- [EXERCISE REQUIREMENTS]: Continue the magazine article about making music from the Earth's natural sounds, starting right after its final sentence.

- [SOURCE PASSAGE]:
------------------------------------------------

Article from Sound On Sound, November 1986

Is it possible to create music using only the natural sounds of the Earth? Robin Lumley says yes, having done just that for a forthcoming BBC documentary series with the aid of a Prophet 2000 sampler and some open-minded studio personnel. Read his fascinating tale.


THE MAKING OF MUSIC FROM THE SOUNDS OF THE EARTH

I must say, at the outset, that this must be the weirdest and most wonderful project upon which I have embarked during my (too!) long career as a musician. You see, for the first time, myself and my partner, Peter Willsher (long known for his expertise with the pedal steel guitar, and composer of hundreds of TV jingles, plus solo albums, songwriting for Bucks Fizz, producing library music albums, etc) have succeeded in producing pieces of music, written by us, but utilising absolutely no musical instruments whatsoever. Instead, we have utilised the sounds the Earth makes naturally - be they animal noises or other naturally occurring sounds - and simply organised them, rather than alter them, distort them, or use them merely as sound effects against more conventionally conceived musical formats.

If this is a bit hard to imagine (or swallow!), I'd better begin from the top and describe how it came about...

SINGING SANDS



Back in 1976, another partner of mine, Jack Lancaster, and myself were intrigued to read a report from Newcastle University about 'Singing Sands', which is a geological phenomenon found to occur on certain beaches around the world, including the British Isles. Such beaches in Jersey and Anglesey have sand that, when you stand on it, emits a musical note not unlike a synthesizer A440 tuning oscillator in its purity, but not necessarily at that pitch.

We wondered whether or not it might be possible to sample such notes and use them musically. Back then, of course, there were no sampling devices like Fairlights or Prophet 2000s, or even anything like the digital delay/samplers we have today. So we thought of recording notes, changing their pitch by tape speed variation, and installing the tapes into a Mellotron so as to be able to physically play them. Bit crude by today's standards perhaps, but it could have conceivably worked.

However, after thinking up that wheeze, we started looking at the possibilities of other natural sounds to use, and came across a whole myriad... such as looping water-drips in caves to form a rhythm track, recording the Booming Sands of the Sahara Desert to generate bass notes, using wind and sea as white noise sources, along with the millions of sounds emitted by the animal life of this planet - bird calls, cat mews, crickets, cicadas, mosquitoes, owls, etc... We tried to launch the idea, but the world of record companies met our plan with a stony indifference, muttering things like "Too expensive", "It's not commercial" and other turn-down platitudes. So we buried the whole thing in our Crazy Ideas file and forgot about it.

And then out of the blue, a few months ago, Mark Jacobs, a producer at the BBC Natural History Unit in Bristol called us up to ask us to explore the feasibilities of the plot in the light of modern technology for a proposed series, initially for radio, but later for TV and record. Julian Mitchell-Dawson from BBC Enterprises put up a research budget for us to come up with two short trial pieces, and Mark sent us up a huge collection of high quality tape samples of bird and animal sounds gleaned from the vast BBC Natural History archives.

------------------------------------------------

- [SUPPLIED MATERIAL]:
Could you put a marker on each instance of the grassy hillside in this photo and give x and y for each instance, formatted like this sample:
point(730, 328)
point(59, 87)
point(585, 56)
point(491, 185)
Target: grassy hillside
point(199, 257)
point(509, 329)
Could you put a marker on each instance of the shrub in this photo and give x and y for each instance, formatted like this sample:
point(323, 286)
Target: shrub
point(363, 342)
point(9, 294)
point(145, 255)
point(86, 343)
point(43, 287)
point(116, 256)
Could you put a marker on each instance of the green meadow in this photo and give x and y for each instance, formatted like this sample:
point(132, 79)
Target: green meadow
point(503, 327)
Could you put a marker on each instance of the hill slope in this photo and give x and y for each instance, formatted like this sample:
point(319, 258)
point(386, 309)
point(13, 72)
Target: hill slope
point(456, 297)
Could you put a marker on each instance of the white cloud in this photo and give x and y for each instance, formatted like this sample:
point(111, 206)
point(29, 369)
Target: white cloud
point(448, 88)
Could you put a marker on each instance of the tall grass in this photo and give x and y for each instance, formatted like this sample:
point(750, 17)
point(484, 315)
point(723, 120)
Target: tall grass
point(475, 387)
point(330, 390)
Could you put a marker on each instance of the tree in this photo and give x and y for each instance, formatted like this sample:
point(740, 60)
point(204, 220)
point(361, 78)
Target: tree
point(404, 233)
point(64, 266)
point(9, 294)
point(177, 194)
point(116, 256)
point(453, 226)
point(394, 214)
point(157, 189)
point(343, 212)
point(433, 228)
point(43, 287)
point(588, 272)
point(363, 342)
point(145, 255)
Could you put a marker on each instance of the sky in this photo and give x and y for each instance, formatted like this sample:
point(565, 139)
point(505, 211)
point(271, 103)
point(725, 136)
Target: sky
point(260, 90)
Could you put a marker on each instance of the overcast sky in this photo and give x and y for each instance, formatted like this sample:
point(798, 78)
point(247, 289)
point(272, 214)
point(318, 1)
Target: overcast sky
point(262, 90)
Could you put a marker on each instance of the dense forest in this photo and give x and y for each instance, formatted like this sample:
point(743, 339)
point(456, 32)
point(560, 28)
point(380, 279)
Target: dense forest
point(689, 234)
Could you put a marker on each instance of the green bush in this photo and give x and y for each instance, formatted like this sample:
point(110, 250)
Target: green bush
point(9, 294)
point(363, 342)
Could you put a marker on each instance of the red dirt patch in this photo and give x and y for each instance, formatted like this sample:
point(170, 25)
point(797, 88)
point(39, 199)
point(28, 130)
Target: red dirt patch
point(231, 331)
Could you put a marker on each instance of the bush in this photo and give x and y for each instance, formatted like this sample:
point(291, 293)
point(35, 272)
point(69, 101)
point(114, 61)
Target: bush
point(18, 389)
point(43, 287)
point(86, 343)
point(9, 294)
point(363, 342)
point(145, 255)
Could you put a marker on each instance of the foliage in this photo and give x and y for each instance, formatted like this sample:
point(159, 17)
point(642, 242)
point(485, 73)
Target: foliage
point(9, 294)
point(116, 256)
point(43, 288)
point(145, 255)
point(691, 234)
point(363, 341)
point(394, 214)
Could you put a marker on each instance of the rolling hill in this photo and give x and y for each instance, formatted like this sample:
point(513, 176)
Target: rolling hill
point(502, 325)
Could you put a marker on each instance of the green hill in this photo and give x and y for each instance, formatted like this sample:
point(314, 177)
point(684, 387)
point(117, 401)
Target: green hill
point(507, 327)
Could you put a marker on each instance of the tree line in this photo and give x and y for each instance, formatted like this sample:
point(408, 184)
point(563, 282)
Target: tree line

------------------------------------------------

- [EXERCISE RESULT]:
We suddenly realised, on sifting and collating this giant pile of tapes, that the thing might really work at last. And this is how we set about achieving it....

PREPARATION



Firstly, Pete Willsher and I sat down for a week with our Revoxes and mini home mixer to go through every sound and evaluate its use under certain distinct musical categories. Could this be a bass sound, or could this be usable as a tune after sampling a small part, or was there any mileage in this one for percussion?

At the end of this critical analysis, we had a short-list and were ready to start writing and recording for real. But what a strange way to write, deciding whether or not to have a melody sung by a barking fox, or a Great Northern Diver (a type of bird)! In a way, when we started, we had no actual idea of what it all might sound like, apart from the notes and rhythms being right.

There's a marvellous studio called Gateway in South London, run by a wonderful bunch of wide-minded people with whom we'd been friends for a long time, and whom we knew would lend us every kind of technical and musical support. So to them we scuttled, clutching boxes of tapes and sheaves of notes, and got stuck in. Now Gateway may be quite small physically, but it is superbly equipped, used for TV commercials, film-syncing and voiceovers, as well as for full-blown albums and singles. Upstairs they've even got a 'Recording Schoolroom' for the engineering and production courses they run, which is better equipped than many other professional studios! Sorry about seemingly giving Gateway a 'commercial', but they deserve it!

THE SESSION



Realising we were about to undertake something never before tried, we approached the recording as one would a traditional backing track, by recording the drums first. But what 'drums', what 'percussion'?

Using 24-track tape, on went four minutes of regular water-dripping recorded originally in Cheddar Caves.

We then recorded three parallel tracks of different drips, so that by shunting the mixing desk faders, one could 'play' almost any rhythmic variation, or fills. Two further tracks consisted of dropping in Woodpeckers and Corncrakes as cabasa sounds. All of a sudden on playback, it started to come alive as a bonafide drum track!

Next the 'bass' part. A bird called a Bittern makes a peculiar cry that sounds like a talking drum - a really deep and sonorous note. We sampled him into a digital delay, and got him to sing a three-note repetitive bass part in time with our newly-created drums and percussion tracks. Again on playback we were amazed - we'd got a feel, a groove, and a danceable vibe, all from water drips and a few bird noises. What next?

Thanks to Gateway's Mick Parker, who's not only a first class engineer and producer but a fine keyboards player, we were able to bounce some exciting ideas off each other, and ended up having two main tunes. One, from the call of the Great Northern Diver (which we used complete, without sampling, as his song sounds uncannily like a series of blues lead-guitar lines), and another from a barking fox. Now unless you've actually heard a fox bark, you'd never guess what it sounds like.... more of a human 'aaaah' sound than a dog's bark, very pure, like a soprano vocalist.

Down into a Prophet 2000 sampler went some pure fox-barks, and we started to play melody lines on the 2000 over our rhythm track, including a touch of harmony here and there. Apart from a little cosmetic reverb, we had not distorted or altered any sounds at all so far, and as everything was sounding so magical, we decided there and then to stick to that rule as we progressed further.

Next step was to create some sustain areas, for texture purposes. Strings? But what, or how?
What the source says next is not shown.